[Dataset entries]
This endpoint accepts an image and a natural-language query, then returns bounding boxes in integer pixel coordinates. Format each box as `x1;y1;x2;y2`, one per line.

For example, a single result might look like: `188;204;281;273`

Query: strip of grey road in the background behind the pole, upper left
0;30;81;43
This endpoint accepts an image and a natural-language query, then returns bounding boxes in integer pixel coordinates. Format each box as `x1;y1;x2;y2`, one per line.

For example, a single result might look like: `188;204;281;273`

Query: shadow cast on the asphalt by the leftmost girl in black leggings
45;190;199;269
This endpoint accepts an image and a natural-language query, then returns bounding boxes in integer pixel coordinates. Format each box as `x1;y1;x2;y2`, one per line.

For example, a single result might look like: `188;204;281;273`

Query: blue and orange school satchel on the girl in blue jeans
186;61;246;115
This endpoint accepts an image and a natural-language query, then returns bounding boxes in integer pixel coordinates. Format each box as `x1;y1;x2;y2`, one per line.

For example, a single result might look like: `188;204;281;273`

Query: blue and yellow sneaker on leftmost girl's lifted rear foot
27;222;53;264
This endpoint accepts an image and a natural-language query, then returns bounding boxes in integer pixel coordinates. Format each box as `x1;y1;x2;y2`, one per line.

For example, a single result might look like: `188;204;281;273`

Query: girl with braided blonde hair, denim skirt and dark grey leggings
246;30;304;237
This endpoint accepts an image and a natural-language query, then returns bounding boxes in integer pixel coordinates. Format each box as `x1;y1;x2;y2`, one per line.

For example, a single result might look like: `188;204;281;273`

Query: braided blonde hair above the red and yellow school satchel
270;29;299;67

## Task
Would you please reproduce all of the lines above exactly?

## Final answer
This endpoint accepts an image and a natural-language query, then returns bounding boxes in integer pixel coordinates. Format each box as `x1;y1;x2;y2`, one per line.

For example, a single result might look like: `188;204;281;273`

Query: strip of grey road in the background behind the pole, upper left
0;30;81;43
This endpoint accepts an image and a natural-language query, then returns bounding boxes in integer pixel coordinates. Format each box as `x1;y1;x2;y2`, one per line.

For example, a single result might look like: `188;204;281;273`

Query: shadow cast on the asphalt by the leftmost girl in black leggings
45;190;199;269
This endpoint accepts an image and a natural-language query, then returns bounding boxes in integer pixel coordinates. Format each box as `x1;y1;x2;y2`, one per line.

For example, a single result might look like: `188;204;281;273`

Query: blue and orange school satchel on the girl in blue jeans
186;61;246;115
This endpoint accepts an image and a natural-language query, then returns bounding boxes in integer pixel coordinates. Format each box as `x1;y1;x2;y2`, one per line.

For example, a single result might look like: `188;204;281;273`

Query: blue and yellow sneaker on leftmost girl's lifted rear foot
27;222;53;264
This endpoint accepts an image and a natural-language query, then returns bounding boxes in integer pixel coordinates. Format each box as `x1;y1;x2;y2`, one per line.

For example, a single result might look like: `188;204;281;273`

Query: girl with braided blonde hair, denim skirt and dark grey leggings
246;30;304;237
This endpoint accepts an image and a natural-language query, then returns bounding boxes in integer pixel coordinates. Format each box as `x1;y1;x2;y2`, one per line.

For example, a single result might look like: `188;204;281;273`

Query: braided blonde hair above the red and yellow school satchel
270;29;299;67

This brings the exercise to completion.